* _EXCERPT PROVIDED_:
▽

Open-Source RocksDB-like Database Reference Architecture
Scenarios
RocksDB is a key-value (KV) data storage engine designed based on the log-structured merge-tree (LSM-Tree). It features high write throughput, strong read performance, and high compression ratio. It is applicable to write-intensive, high-concurrency, and local persistence scenarios. The LSM-Tree storage engine model enables a large number of sequential writes to drives, which is friendly to hard disk drives (HDDs).
Architectures and Principles
|
Module Name |
Description |
|---|---|
|
Write-ahead log (WAL) |
It records data before the data is written to memtables. This ensures that the successfully written data is not lost in the event of a breakdown. |
|
Manifest Log |
It stores database metadata, including the Sorted String Table (SSTable) files, the level (L0 to Ln) and key range of each file, the newly generated files, and the files to be deleted. It also supports multi-version and multi-column family management. |
|
Memtable |
It is a SkipList in the memory. All data is sequentially written to a memtable first, which is fast. When a memtable is full, it becomes an immutable memtable and will be flushed to drives in the background. |
|
Immutable Memtable |
When the data written to a memtable reaches a certain threshold, the memtable is converted into an immutable memtable and waits to be flushed to the L0 persistent layer. |
|
SSTable |
SSTables are sorted and immutable KV files on drives. They are sorted by key and support binary search. They feature a multi-layer structure, including L0, L1, L2, and so on. |
|
Compaction |
It combines multi-layer, duplicate, expired, and deleted data and deletes old versions to keep data in order and reduce read amplification. |
|
Block Cache |
It is the read cache in the memory, which caches data blocks in SSTable files on drives to reduce drive I/O, improve read performance, and reduce latency. |

△

* _GIVEN ENTRIES_:
▽

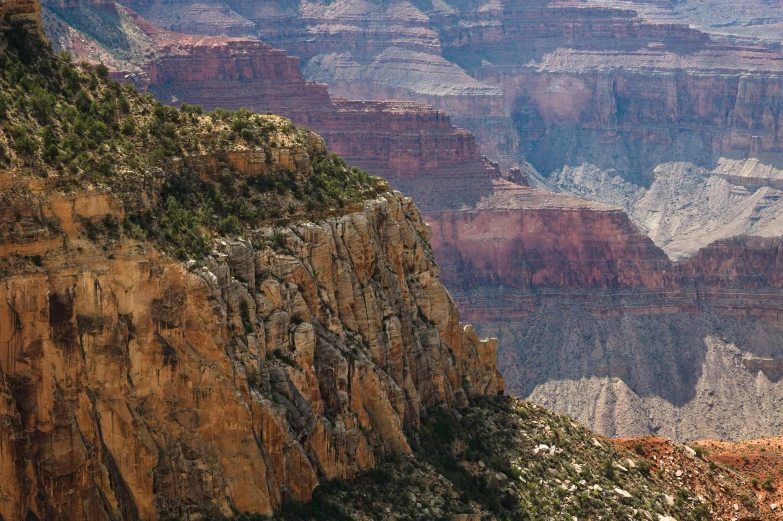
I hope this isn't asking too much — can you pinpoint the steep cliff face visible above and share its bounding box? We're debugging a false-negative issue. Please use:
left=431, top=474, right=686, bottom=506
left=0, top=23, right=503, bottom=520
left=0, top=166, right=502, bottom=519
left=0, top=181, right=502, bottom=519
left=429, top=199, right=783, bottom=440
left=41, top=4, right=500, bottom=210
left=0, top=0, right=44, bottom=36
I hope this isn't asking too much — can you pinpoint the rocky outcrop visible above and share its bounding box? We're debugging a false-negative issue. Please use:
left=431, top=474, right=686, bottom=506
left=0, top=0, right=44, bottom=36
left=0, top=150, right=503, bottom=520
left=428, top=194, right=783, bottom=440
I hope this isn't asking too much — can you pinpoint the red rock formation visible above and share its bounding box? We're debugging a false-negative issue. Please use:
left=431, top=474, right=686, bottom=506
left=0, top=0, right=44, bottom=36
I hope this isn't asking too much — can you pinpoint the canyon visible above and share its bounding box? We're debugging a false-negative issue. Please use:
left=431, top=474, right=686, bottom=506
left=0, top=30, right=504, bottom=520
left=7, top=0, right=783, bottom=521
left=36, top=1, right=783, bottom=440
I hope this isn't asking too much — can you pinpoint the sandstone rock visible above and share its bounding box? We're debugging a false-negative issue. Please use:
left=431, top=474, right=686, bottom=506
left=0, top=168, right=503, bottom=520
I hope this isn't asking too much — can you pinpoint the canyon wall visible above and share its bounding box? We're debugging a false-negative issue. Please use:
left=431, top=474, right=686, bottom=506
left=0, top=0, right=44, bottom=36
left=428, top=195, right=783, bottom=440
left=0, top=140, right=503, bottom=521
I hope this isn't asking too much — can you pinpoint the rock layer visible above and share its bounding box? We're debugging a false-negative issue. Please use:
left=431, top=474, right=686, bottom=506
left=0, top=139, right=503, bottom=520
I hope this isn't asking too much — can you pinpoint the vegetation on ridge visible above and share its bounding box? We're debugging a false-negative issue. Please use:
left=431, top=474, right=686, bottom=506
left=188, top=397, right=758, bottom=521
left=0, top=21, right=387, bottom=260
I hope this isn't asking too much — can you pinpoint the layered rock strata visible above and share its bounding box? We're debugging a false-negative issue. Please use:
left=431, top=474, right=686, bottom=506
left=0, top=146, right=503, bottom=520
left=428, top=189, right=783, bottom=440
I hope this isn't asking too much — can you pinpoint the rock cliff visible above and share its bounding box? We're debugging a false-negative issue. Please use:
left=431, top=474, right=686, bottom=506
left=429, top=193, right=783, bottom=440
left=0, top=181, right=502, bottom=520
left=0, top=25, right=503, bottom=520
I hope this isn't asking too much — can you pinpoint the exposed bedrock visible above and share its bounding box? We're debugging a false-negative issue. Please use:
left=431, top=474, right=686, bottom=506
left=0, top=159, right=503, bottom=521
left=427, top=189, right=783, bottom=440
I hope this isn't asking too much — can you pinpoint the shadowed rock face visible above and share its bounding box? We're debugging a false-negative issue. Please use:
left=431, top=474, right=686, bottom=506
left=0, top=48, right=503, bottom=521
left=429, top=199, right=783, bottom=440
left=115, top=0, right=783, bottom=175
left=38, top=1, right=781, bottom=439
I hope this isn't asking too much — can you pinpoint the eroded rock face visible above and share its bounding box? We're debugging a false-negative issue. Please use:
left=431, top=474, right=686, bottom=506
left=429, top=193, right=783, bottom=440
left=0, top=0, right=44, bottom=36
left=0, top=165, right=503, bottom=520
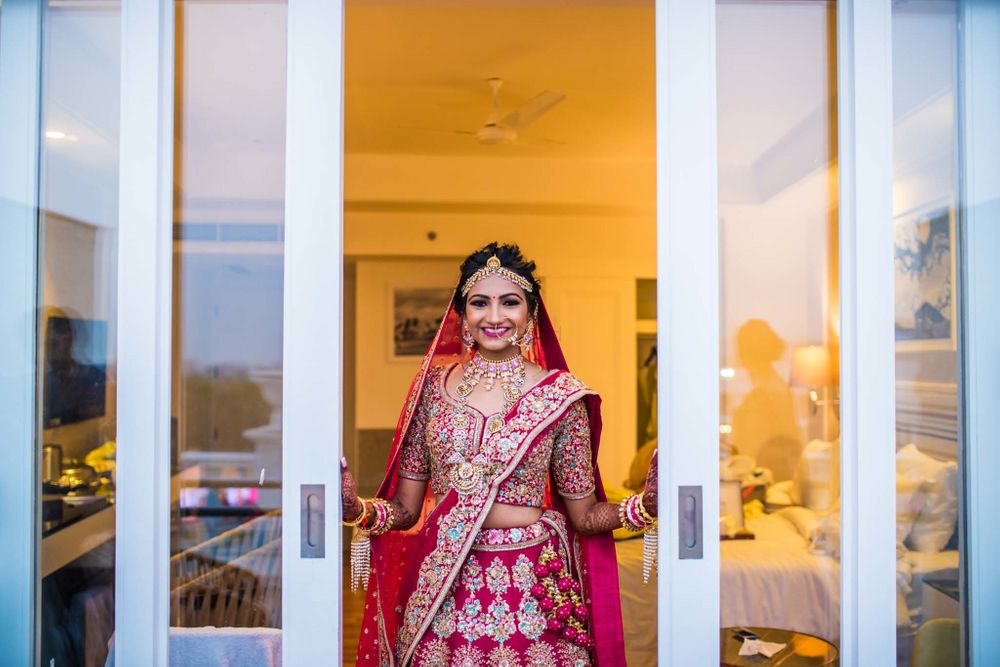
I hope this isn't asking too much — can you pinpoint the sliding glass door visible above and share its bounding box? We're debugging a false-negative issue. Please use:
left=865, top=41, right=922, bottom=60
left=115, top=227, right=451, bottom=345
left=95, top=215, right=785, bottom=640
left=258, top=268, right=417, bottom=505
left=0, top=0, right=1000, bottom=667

△

* _GIVEN EXERCISE A_:
Answer these questions from the RocksDB reference architecture page, one line each:
(i) What data structure is a memtable?
(ii) For which three kinds of scenarios is RocksDB applicable?
(iii) What does the block cache hold in memory?
* _GIVEN EXERCISE B_:
Summarize the RocksDB reference architecture page in two sentences.
* _GIVEN EXERCISE C_:
Transcribe the stretch of the RocksDB reference architecture page from "Open-Source RocksDB-like Database" through "disk drives (HDDs).".

* _WRITTEN REPLY A_:
(i) A SkipList in the memory.
(ii) Write-intensive, high-concurrency, and local persistence scenarios.
(iii) Data blocks in SSTable files on drives.

* _WRITTEN REPLY B_:
RocksDB is a key-value data storage engine based on the log-structured merge-tree that offers high write throughput, strong read performance, and a high compression ratio, and it suits write-intensive, high-concurrency, and local persistence scenarios. Its modules include a write-ahead log that keeps successfully written data from being lost in a breakdown, memtables that become immutable and are flushed to sorted SSTable files on drives, compaction that combines data and deletes old versions, and a block cache that reduces drive I/O and improves read performance.

* _WRITTEN REPLY C_:
Open-Source RocksDB-like Database Reference Architecture
Scenarios
RocksDB is a key-value (KV) data storage engine designed based on the log-structured merge-tree (LSM-Tree). It features high write throughput, strong read performance, and high compression ratio. It is applicable to write-intensive, high-concurrency, and local persistence scenarios. The LSM-Tree storage engine model enables a large number of sequential writes to drives, which is friendly to hard disk drives (HDDs).